Side-effects of traveling—and articles written about them—abound. However, not enough is said about the changes traveling brings to the way you connect with people. Friends and relationships will never be the same for those who have discovered the wonders of moving beyond borders and oceans.
Traveling has a way of introducing you to fascinating people while providing a myriad of opportunities to connect with them. Constantly changing scenery and embracing new experiences leads to accepting relationships as they come, for as long as they may last.
Although most of my traveling experiences have been solitary, plenty of the fondest memories involve people I’ve met on the road. Some of them I never saw again, and others will remain friends for life.
You see, the great thing about friends you meet while traveling is they don’t need constant FaceTime calls or updates about your life and whereabouts. They’re happy with knowing you’re on the other end of an occasional Facebook comment or Instagram Story reply. Yet, whenever you happen to be on their side of the world, they’ll gladly join you for a quick tour around it.
Traveling teaches you to live in the present, accepting it as it comes. The same goes for the people you meet.
Five years ago, I never would’ve imagined I’d end up spending a whole day with a Hare Krishna, a member of the International Society for Krishna Consciousness (ISKCON). But a casual walk through a small hippie town in Brazil led me to meet Thiago, a 60-year-old craftsman who invited me for lunch at his place in the woods. We shared a meal, great conversations, and a bath in the nearby falls. I never saw him again, but that encounter remains one of the most particular and unforgettable ones I’ve ever had.
When you’re out on the road, every moment is cherishable. There is tremendous openness to everything, including human connections. There’s an understanding that the moments and experiences that make them are ever-fleeting.
My mom would be terrified to know I went into a stranger’s home for a cold beer one exhausting afternoon in Fez, Morocco. Still, the conversation we had before led me to accept the invitation. I can’t remember his name, but this Italian man of Moroccan ancestry entertained me with a private living room drag show. That story remains one of my favorites.
Turns out, the freedom and confidence you experience while traveling becomes addictive. And after a while, you’ll find it translates into every aspect of life. Once you come back home, the ease of befriending strangers remains; the eagerness for new experiences and the ability to laugh at misadventure becomes second nature.
Even if you only met them for a few hours, friends made while traveling always linger in memory. The shared experience of adventure, however brief, bonded you together.
You accept that the person you met on that long bus ride from Brussels to Berlin has a life completely separate from yours. Yet, you appreciate that fate placed you two next to another for 12 hours—which went by much faster thanks to great company.
Once you realize that borders are imaginary, every destination seems much more attainable.

● YOUR TASKS
(1) For each statement, say whether it agrees with the travel essay. Answer yes or no, and quote the essay's deciding words.
(a) Thiago was a 60-year-old craftsman.
(b) The writer remembers the name of the man met in Fez.
(c) The bus ride from Brussels to Berlin lasted 12 hours.
(2) List every city or country named in the travel essay.
(3) Pick up the essay on travel friendships after its last sentence and continue it.
The rows after this point are separate material with no connection to the travel essay.

● INFORMATION SUPPLIED
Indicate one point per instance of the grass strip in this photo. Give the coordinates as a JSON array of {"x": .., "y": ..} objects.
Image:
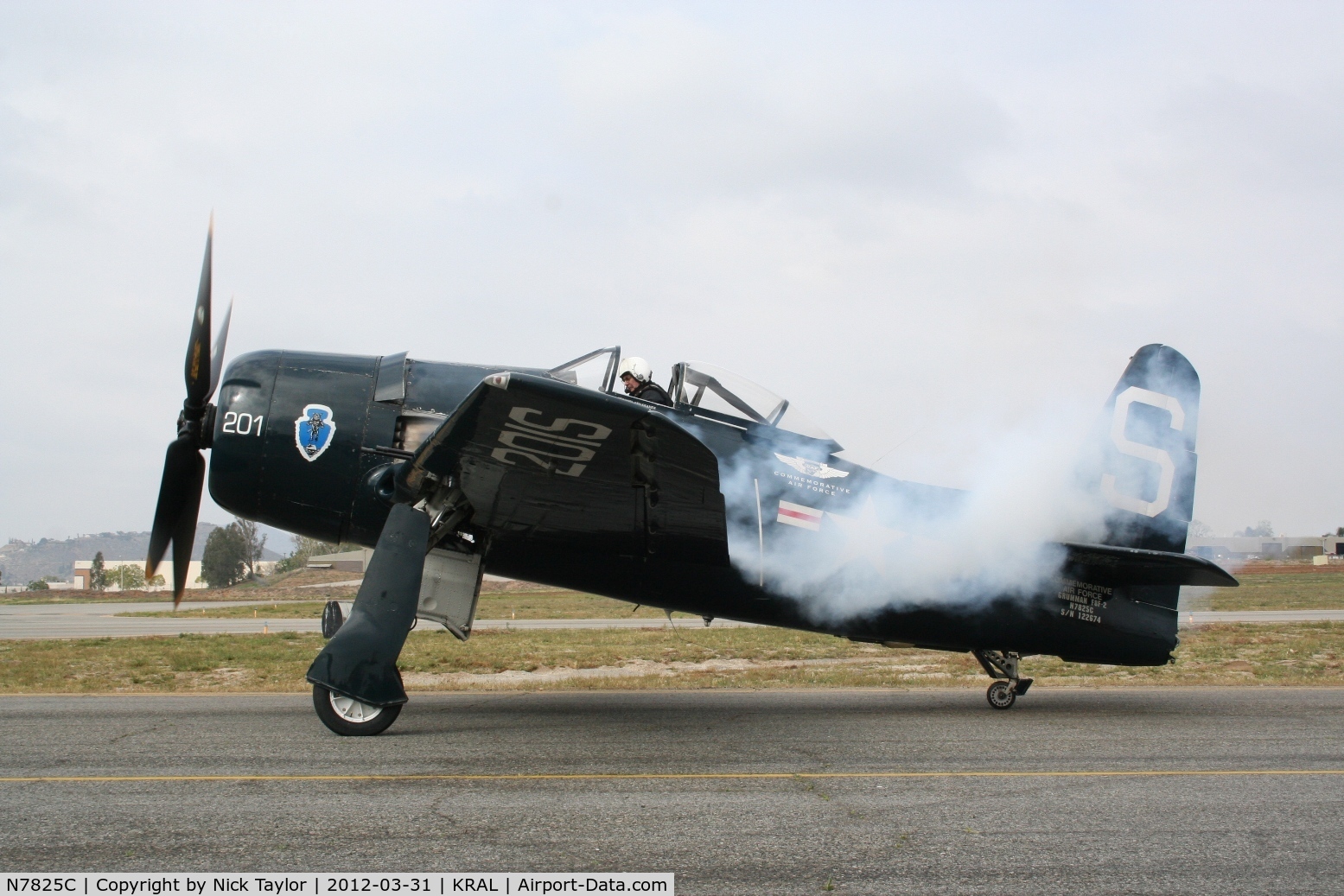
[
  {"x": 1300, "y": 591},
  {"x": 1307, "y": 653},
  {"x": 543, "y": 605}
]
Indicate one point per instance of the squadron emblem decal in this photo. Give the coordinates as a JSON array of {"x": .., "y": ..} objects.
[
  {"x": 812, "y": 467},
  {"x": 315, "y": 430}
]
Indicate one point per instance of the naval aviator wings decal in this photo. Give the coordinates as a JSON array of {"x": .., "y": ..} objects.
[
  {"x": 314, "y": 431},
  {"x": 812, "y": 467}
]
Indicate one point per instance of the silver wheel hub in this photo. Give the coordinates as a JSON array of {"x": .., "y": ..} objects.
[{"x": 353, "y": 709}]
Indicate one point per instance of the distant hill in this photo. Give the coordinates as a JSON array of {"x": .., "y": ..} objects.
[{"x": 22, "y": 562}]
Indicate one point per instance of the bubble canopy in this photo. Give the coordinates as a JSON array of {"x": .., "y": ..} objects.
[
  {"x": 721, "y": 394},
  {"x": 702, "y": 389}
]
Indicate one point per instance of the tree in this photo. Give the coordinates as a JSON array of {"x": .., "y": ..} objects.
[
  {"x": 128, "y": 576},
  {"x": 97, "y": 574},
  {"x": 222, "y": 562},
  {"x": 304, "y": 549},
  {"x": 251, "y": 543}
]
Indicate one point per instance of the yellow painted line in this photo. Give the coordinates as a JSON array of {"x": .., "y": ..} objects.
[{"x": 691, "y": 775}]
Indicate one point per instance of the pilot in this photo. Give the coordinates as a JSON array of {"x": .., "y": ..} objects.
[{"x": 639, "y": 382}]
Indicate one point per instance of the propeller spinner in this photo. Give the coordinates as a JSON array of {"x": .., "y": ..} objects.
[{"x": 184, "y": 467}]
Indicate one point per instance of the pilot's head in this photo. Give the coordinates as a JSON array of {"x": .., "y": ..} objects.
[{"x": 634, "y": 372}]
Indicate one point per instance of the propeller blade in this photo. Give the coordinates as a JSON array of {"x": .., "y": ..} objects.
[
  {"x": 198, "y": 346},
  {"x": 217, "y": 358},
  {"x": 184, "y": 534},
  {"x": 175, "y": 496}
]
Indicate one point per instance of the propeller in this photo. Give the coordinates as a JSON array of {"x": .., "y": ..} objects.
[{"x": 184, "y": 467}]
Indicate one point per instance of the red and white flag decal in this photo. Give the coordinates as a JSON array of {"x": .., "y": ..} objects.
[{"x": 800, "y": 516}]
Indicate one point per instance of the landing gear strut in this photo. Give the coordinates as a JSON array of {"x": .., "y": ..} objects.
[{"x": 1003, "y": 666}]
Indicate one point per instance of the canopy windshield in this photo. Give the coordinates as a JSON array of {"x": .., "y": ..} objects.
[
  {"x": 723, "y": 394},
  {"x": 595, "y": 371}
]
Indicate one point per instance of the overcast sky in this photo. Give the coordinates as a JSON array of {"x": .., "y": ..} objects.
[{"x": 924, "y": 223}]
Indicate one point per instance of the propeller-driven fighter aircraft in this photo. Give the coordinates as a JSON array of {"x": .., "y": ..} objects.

==

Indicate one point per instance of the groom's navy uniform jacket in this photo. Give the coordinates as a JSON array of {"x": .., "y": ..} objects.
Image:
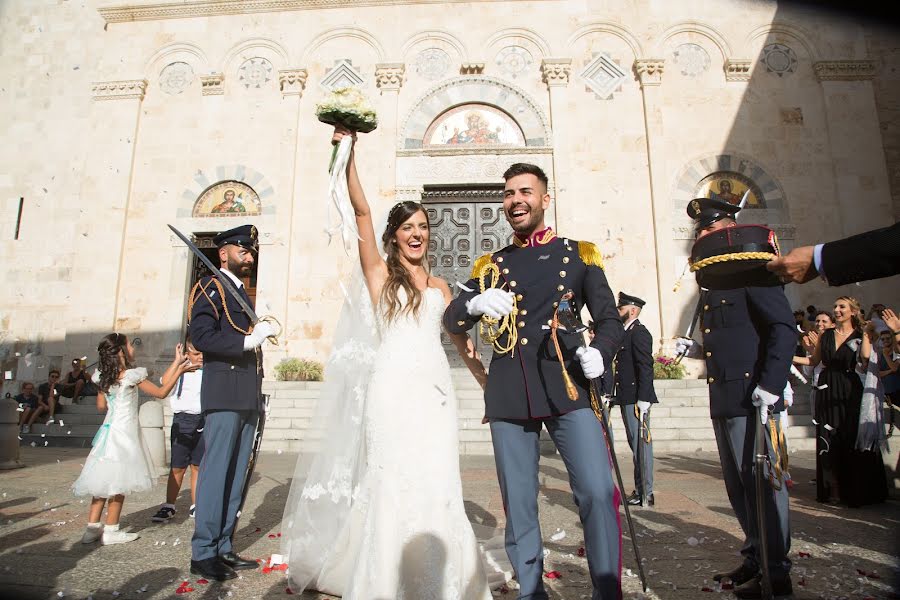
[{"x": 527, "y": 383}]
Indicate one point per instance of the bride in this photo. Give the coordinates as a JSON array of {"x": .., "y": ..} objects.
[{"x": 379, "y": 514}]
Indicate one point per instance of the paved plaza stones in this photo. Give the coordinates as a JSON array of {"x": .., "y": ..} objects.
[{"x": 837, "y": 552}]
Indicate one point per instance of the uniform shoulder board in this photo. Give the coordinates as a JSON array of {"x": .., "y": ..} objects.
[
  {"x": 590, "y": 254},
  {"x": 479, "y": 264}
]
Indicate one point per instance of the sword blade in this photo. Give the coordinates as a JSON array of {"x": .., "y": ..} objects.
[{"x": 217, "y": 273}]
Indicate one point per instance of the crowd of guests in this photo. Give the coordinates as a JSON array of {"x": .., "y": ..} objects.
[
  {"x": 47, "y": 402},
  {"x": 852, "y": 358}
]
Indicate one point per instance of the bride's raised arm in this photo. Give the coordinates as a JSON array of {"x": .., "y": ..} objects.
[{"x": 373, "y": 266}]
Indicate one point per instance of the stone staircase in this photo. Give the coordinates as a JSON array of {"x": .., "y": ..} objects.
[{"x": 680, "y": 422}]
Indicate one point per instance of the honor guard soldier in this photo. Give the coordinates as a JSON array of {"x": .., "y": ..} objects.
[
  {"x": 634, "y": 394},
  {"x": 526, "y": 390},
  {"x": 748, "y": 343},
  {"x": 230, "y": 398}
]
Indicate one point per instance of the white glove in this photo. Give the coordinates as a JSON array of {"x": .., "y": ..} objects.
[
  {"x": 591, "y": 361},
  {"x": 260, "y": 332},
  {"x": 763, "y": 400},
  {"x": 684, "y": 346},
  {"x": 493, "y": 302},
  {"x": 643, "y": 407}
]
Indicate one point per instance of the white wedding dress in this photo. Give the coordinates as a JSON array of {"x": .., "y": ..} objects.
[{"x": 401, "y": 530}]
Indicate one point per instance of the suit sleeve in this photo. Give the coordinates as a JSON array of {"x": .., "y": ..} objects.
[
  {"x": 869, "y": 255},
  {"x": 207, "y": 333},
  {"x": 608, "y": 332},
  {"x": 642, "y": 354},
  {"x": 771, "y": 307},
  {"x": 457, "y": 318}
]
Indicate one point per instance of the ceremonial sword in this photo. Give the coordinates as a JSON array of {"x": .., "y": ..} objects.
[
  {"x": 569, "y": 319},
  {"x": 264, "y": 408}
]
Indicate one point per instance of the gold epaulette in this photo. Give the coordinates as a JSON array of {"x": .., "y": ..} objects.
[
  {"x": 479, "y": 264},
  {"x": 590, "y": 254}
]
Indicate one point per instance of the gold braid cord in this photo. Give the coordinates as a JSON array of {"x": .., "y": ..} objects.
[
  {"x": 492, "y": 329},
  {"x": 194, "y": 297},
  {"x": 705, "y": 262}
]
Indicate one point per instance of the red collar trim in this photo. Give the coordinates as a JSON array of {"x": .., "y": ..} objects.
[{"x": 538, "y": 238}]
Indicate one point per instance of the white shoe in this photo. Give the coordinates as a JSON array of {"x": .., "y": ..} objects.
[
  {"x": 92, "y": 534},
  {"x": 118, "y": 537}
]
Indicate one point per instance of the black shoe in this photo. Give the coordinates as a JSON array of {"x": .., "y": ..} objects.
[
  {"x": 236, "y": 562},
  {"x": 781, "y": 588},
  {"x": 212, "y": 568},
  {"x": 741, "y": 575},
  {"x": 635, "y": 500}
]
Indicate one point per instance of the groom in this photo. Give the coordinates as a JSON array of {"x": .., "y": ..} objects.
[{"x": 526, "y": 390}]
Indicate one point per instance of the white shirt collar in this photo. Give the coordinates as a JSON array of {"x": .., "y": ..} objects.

* * *

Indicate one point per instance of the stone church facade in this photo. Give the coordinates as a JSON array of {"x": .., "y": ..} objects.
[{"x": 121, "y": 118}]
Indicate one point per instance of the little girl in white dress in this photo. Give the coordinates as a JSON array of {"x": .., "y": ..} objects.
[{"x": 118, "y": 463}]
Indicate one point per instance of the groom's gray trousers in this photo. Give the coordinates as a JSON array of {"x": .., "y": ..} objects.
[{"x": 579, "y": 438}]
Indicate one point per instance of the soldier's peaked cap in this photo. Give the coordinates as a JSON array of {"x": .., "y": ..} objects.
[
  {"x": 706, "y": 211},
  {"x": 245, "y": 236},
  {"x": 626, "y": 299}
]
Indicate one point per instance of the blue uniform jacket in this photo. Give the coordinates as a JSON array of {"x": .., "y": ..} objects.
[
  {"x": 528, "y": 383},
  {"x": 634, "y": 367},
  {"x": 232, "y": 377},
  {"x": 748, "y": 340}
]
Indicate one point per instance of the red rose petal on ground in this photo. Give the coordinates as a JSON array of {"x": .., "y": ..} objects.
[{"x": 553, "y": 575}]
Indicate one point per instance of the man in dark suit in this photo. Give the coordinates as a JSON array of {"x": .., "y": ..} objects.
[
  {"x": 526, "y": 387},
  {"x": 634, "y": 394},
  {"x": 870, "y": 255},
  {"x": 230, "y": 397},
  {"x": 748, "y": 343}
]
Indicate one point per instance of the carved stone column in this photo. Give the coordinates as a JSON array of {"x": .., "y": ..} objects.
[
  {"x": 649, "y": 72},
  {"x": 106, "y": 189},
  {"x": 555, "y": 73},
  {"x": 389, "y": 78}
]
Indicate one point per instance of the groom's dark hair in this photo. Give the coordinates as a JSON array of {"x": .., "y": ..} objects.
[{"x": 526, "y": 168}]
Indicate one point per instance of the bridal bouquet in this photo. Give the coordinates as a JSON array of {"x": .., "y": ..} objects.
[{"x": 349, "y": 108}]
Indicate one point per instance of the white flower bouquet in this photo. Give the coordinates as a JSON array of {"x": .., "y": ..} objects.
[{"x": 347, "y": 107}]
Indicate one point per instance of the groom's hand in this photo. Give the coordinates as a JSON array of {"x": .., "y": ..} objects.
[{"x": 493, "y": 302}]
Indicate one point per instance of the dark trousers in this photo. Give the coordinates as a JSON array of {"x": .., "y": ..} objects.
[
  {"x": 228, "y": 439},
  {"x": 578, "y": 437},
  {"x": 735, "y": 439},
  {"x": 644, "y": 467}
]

● SOLVED PROBLEMS
(1)
(a) Yes: "Thiago, a 60-year-old craftsman"
(b) No: "I can’t remember his name"
(c) Yes: "fate placed you two next to another for 12 hours"

(2) Brazil, Fez, Morocco, Brussels, Berlin

(3)
Going back to that bus ride as an example, hearing your companion talk about their hometown or the places they traveled widens your worldview. Somewhere you never even knew existed is now home to a friend you remember dearly, and an excuse to visit suddenly appears.
When traveling Europe for the first time, I had difficulty planning my route. I’ve never been too eager for the must-sees. So instead, I decided to base my itinerary around visiting friends I’d met backpacking in Latin America. Knowing I had a couch to sleep in took me to a myriad of places I never would’ve expected. It made my trip more significant and personal than if I had decided to stick to what the travel blogs told me.
As a traveler, you’ve now figured out the world is your oyster, and no place seems too far away. Goodbyes don’t necessarily mean forever. The possibility of another encounter is barely a flight and some planning away.
There is no such thing as attachment. Traveling teaches you to enjoy the present and accept that sooner or later, you and your new friend(s) will continue your route and split ways. Yet, the memory remains, and hope for the possibility of running into each other again helps ease the goodbye.
After enough reencounters, I feel like traveling has given me a different sensation of time and space. The same friend I was dancing with at a festival on the coast of Colombia took me to their favorite club in Berlin a few years later, and it felt as if time hadn’t gone by at all.
Connections, however momentary or rare, have a way of clinging on through years and kilometers, thanks to the fact they were made while traveling. Once at home, you want to relive those moments with new strangers, and you seize any opportunity to do so.
Parting ways is no longer a tragedy. You learn to cherish that, in such a big wide world, you were lucky enough to share a path with a unique person for however long life allowed.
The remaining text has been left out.